## Page excerpt
I've bound <f9> to the command whisper-run. I press <f9> to start recording, talk, and then press <f9> to stop recording. By default, it inserts the text into the buffer at the current point. I've set whisper-return-cursor-to-start to nil so that I can keep going.
(use-package whisper
:vc (:url "https://github.com/natrys/whisper.el")
:load-path "~/vendor/whisper.el"
:config
(setq whisper--mode-line-recording-indicator "⏺")
(setq whisper-quantize "q4_0")
(setq whisper-install-directory "~/vendor")
(setq whisper--install-path (concat
(expand-file-name (file-name-as-directory whisper-install-directory))
"whisper.cpp/"))
;; Get it running with whisper-server-mode set to nil first before you switch to 'local.
;; If you change models,
;; (whisper-install-whispercpp (whisper--check-install-and-run nil "whisper-start"))
(setq whisper-server-mode 'local)
(setq whisper-model "base")
(setq whisper-return-cursor-to-start nil)
;(setq whisper--ffmpeg-input-device "alsa_input.usb-Blue_Microphones_Yeti_Stereo_Microphone_REV8-00.analog-stereo")
(setq whisper--ffmpeg-input-device "VirtualMicSink.monitor")
(setq whisper-language "en")
(setq whisper-recording-timeout 3000)
(setq whisper-before-transcription-hook nil)
(setq whisper-use-threads (1- (num-processors)))
(setq whisper-transcription-buffer-name-function 'whisper--simple-transcription-buffer-name)
(add-hook 'whisper-after-transcription-hook 'my-subed-fix-common-errors-from-start -100)
:bind
(("<f9>" . whisper-run)
("C-<f9>" . my-whisper-run)
("S-<f9>" . my-whisper-replay)
("M-<f9>" . my-whisper-toggle-language)))
Let's see if we can process "Computer remind me to…":
(defvar my-whisper-org-reminder-template "t")
(defun my-whisper-org-process-reminder ()
(let ((text (buffer-string))
reminder)
(when (string-match "computer[,\.]? reminds? me to \\(.+\\)" text)
(setq reminder (match-string 1 text))
(save-window-excursion
(with-current-buffer (if (markerp whisper--marker) (marker-buffer whisper--marker) (current-buffer))
(when (markerp whisper--marker) (goto-char whisper--marker))
(org-capture nil my-whisper-org-reminder-template)
(insert reminder)
(org-capture-finalize)))
(erase-buffer))))
(with-eval-after-load 'whisper
(add-hook 'whisper-after-transcription-hook 'my-whisper-org-process-reminder 50))
Disk space is inexpensive and backups are great, so let's save each file using the timestamp.
(defvar my-whisper-dir "~/recordings/whisper/")
(defun my-whisper-set-temp-filename ()
(setq whisper--temp-file (expand-file-name
(format-time-string "%Y-%m-%d-%H-%M-%S.wav")
my-whisper-dir)))
(with-eval-after-load 'whisper
(add-hook 'whisper-before-transcription-hook #'my-whisper-set-temp-filename))

A set of items:
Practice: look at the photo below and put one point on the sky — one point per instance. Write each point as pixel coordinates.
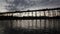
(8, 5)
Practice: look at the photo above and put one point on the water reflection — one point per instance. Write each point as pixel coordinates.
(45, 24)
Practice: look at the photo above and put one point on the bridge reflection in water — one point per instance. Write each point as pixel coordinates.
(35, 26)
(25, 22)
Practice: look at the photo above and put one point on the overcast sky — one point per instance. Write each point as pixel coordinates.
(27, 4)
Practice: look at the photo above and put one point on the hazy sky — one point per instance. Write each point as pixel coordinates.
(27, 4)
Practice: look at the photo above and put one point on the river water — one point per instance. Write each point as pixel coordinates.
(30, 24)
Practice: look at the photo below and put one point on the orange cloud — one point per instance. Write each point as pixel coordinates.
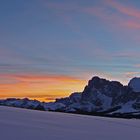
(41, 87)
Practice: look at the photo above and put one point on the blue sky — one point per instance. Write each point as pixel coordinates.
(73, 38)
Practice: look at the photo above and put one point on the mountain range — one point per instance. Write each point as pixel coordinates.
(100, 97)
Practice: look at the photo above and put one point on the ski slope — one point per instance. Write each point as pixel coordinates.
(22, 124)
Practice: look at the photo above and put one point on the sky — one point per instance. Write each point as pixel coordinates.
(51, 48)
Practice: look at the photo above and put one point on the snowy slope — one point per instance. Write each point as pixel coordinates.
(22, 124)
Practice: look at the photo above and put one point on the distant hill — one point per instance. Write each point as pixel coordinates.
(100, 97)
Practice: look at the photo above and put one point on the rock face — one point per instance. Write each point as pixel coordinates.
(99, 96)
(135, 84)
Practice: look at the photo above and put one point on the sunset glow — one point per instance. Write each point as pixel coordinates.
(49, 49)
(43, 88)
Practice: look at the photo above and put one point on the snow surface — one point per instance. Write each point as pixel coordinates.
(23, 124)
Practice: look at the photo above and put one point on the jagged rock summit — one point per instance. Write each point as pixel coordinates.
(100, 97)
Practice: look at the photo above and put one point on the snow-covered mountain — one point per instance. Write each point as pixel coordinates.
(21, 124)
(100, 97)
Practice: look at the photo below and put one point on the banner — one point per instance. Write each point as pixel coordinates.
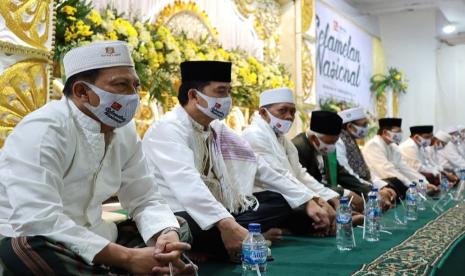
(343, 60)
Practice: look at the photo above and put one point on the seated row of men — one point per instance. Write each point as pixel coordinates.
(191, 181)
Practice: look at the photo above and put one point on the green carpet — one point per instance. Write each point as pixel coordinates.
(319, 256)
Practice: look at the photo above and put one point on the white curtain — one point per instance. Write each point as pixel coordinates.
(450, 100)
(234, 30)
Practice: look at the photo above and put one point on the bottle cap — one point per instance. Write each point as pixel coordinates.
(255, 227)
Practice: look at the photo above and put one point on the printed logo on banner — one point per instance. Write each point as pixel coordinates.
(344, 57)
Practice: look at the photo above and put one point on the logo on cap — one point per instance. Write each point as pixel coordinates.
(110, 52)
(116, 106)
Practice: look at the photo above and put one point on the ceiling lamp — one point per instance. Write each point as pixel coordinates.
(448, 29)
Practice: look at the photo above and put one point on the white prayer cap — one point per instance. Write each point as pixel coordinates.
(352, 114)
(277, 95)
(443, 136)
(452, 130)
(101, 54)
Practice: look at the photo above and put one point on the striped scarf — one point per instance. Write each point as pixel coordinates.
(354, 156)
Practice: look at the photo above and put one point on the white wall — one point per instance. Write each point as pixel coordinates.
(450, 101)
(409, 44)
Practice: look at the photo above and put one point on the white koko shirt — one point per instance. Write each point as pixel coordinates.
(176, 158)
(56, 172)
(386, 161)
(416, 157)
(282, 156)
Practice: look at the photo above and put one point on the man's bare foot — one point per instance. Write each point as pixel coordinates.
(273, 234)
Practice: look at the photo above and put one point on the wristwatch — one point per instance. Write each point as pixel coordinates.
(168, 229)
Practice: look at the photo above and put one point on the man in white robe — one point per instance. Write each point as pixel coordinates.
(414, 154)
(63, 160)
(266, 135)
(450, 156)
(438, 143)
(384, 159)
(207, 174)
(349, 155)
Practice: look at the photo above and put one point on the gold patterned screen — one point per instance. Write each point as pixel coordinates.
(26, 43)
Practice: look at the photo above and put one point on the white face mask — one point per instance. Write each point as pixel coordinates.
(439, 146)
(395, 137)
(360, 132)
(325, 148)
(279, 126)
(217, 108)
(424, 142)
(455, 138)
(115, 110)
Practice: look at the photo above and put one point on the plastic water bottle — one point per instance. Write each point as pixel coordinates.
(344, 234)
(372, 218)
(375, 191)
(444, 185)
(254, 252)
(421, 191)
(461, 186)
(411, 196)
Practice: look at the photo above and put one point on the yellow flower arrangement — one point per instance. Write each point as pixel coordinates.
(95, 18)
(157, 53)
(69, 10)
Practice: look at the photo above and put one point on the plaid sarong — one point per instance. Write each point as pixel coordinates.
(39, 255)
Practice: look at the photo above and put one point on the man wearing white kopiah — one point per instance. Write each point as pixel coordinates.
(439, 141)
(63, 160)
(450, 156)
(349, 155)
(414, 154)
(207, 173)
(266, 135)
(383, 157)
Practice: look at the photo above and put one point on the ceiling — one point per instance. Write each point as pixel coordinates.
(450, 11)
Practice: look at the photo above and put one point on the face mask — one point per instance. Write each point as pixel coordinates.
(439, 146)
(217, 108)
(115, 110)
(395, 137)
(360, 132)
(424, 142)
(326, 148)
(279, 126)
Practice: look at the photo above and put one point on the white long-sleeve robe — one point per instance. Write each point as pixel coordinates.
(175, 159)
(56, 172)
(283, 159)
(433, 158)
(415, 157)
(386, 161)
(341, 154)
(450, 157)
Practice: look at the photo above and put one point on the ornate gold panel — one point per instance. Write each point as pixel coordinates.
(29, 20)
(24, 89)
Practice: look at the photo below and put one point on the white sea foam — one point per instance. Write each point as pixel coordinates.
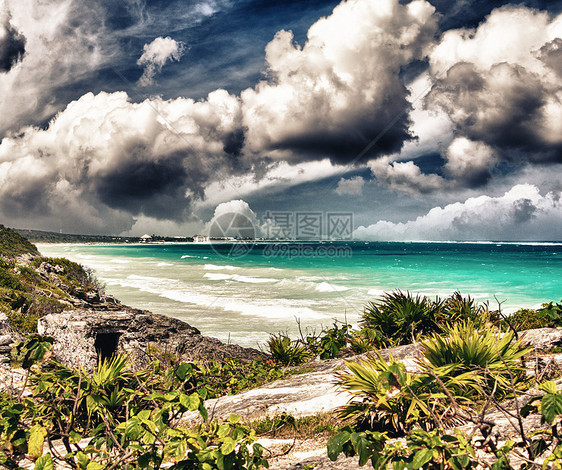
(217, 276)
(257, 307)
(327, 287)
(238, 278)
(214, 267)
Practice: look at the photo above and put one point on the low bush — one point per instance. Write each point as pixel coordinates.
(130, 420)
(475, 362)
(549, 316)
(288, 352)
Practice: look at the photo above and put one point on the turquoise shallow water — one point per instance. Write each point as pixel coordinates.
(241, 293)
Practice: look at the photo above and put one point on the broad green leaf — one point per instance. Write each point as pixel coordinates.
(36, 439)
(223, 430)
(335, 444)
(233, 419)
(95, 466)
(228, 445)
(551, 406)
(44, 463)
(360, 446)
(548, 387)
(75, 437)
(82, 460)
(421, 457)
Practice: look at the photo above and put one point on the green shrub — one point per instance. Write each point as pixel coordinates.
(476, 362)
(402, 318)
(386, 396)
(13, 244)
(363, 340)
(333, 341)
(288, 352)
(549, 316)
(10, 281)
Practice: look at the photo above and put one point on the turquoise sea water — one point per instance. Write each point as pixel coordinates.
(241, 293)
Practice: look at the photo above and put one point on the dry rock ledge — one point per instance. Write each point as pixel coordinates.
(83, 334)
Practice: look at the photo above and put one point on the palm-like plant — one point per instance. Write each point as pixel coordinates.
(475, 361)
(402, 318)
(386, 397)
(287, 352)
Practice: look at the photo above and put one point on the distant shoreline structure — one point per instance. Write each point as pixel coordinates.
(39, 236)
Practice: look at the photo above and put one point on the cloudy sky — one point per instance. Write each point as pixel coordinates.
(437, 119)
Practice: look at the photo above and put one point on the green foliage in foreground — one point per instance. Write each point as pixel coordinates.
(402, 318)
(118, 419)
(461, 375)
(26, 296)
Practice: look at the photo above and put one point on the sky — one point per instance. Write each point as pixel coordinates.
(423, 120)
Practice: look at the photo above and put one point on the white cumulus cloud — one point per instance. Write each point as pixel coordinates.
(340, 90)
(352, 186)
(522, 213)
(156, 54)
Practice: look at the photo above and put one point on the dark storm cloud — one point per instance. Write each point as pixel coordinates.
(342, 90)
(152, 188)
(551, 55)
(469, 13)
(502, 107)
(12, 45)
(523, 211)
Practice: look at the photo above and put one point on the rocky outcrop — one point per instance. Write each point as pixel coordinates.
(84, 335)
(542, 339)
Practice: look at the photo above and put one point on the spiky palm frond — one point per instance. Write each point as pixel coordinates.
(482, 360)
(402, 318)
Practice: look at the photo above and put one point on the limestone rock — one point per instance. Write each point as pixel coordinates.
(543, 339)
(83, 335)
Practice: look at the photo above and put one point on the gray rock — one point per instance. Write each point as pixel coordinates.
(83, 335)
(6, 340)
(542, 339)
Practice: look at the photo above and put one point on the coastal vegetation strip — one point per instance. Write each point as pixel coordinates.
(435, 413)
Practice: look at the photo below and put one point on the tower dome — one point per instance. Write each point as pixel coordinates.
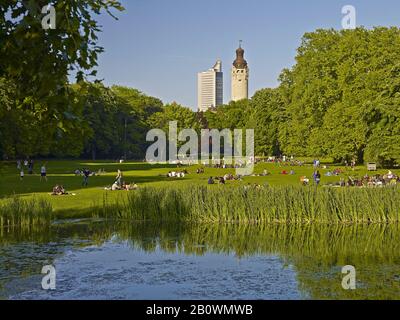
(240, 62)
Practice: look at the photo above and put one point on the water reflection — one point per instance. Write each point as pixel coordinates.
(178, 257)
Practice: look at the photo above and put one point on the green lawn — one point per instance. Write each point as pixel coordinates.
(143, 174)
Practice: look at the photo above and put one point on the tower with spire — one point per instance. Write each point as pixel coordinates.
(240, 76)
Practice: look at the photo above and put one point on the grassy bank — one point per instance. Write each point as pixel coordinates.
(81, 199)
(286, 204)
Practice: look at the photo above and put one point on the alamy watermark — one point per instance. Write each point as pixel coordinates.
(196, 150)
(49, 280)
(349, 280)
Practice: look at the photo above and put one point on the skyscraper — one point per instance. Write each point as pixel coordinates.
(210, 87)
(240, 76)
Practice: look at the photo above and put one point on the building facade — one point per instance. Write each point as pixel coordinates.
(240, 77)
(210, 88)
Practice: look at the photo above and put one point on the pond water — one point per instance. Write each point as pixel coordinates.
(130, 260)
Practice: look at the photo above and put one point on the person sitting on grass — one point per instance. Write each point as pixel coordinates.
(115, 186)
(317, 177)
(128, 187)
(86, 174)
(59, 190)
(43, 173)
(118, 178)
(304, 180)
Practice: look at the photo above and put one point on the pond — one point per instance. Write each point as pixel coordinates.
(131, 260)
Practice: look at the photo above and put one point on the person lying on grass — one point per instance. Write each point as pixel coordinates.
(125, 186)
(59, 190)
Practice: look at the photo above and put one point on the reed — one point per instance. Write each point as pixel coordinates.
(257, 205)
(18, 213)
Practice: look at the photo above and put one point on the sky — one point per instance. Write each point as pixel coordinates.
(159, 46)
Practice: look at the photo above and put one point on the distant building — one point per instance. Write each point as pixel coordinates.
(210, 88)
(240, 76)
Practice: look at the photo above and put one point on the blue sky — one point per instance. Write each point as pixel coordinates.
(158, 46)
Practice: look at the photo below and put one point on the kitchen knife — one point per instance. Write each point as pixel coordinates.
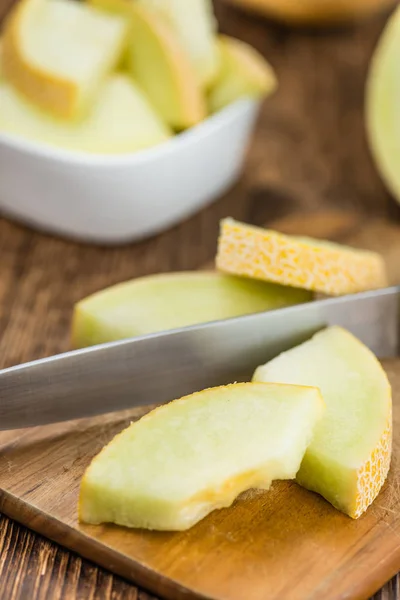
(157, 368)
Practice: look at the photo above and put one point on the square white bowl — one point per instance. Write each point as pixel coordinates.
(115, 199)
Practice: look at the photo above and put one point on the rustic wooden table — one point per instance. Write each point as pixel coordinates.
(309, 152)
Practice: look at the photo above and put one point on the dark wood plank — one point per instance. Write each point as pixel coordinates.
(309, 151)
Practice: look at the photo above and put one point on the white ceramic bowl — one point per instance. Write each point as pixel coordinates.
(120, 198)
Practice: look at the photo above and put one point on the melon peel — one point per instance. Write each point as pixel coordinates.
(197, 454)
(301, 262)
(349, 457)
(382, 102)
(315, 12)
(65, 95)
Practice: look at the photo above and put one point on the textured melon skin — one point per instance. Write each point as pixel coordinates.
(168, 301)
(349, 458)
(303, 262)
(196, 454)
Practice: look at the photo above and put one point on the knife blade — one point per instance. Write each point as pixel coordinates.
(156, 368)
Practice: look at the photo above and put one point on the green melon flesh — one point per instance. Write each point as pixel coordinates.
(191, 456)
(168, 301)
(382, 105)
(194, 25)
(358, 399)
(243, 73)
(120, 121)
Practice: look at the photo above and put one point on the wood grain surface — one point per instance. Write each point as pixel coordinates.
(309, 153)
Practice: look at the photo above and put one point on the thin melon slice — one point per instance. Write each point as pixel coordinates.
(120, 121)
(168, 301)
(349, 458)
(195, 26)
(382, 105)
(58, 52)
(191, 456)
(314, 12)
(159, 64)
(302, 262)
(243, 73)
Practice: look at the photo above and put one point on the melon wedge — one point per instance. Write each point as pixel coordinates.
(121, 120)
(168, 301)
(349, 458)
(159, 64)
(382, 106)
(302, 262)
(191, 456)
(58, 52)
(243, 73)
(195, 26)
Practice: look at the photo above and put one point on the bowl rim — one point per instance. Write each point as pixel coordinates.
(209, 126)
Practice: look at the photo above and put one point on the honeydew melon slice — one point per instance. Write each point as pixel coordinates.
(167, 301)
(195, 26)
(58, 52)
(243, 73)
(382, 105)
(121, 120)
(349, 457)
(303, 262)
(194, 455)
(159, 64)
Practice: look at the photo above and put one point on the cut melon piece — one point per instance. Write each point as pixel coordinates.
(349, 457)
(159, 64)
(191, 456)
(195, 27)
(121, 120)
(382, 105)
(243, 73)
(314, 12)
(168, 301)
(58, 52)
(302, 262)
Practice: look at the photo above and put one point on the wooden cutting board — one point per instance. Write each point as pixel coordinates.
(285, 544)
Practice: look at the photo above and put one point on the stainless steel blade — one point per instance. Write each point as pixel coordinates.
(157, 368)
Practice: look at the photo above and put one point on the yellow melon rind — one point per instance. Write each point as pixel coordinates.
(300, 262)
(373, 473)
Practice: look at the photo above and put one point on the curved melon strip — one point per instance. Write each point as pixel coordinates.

## Instruction A
Summarize the whisper.el configuration excerpt in two sentences.
## Instruction B
Write the next part of the whisper.el configuration excerpt, picking up after its final line.
The items stand apart from the whisper.el configuration excerpt as separate material.

## Written reply A
Pressing F9 runs whisper-run, which starts recording, stops on a second press, and inserts the transcribed text into the buffer at point, with whisper-return-cursor-to-start set to nil so the writer can keep going. The configuration also turns a spoken "Computer remind me to…" into an Org capture reminder and saves each recording to a file named with its timestamp.

## Written reply B
The technology isn't quite there yet to do real-time audio transcription so that I can see what it understands while I'm saying things, but that might be distracting anyway. If I do it in short segments, it might still be okay. I can replay the most recently recorded snippet in case it's missed something and I've forgotten what I just said.
(defun my-whisper-replay (&optional file)
"Replay the last temporary recording."
(interactive (list
(when current-prefix-arg
(read-file-name "File: " my-whisper-dir))))
(setq whisper--temp-file (or file whisper--temp-file))
(mpv-play whisper--temp-file))
(defun my-whisper-insert-retry (&optional file)
(interactive (list
(when current-prefix-arg
(read-file-name "File: " my-whisper-dir))))
(whisper--cleanup-transcription)
(setq whisper--marker (point-marker)
whisper--temp-file (or file whisper--temp-file))
(whisper--transcribe-audio))
Il peut aussi comprendre le français.
(defun my-whisper-toggle-language ()
"Set the language explicitly, since sometimes auto doesn't figure out the right one."
(interactive)
(setq whisper-language (if (string= whisper-language "en") "fr" "en"))
;; If using a server, we need to restart for the language
(when (process-live-p whisper--server-process) (kill-process whisper--server-process))
(message "%s" whisper-language))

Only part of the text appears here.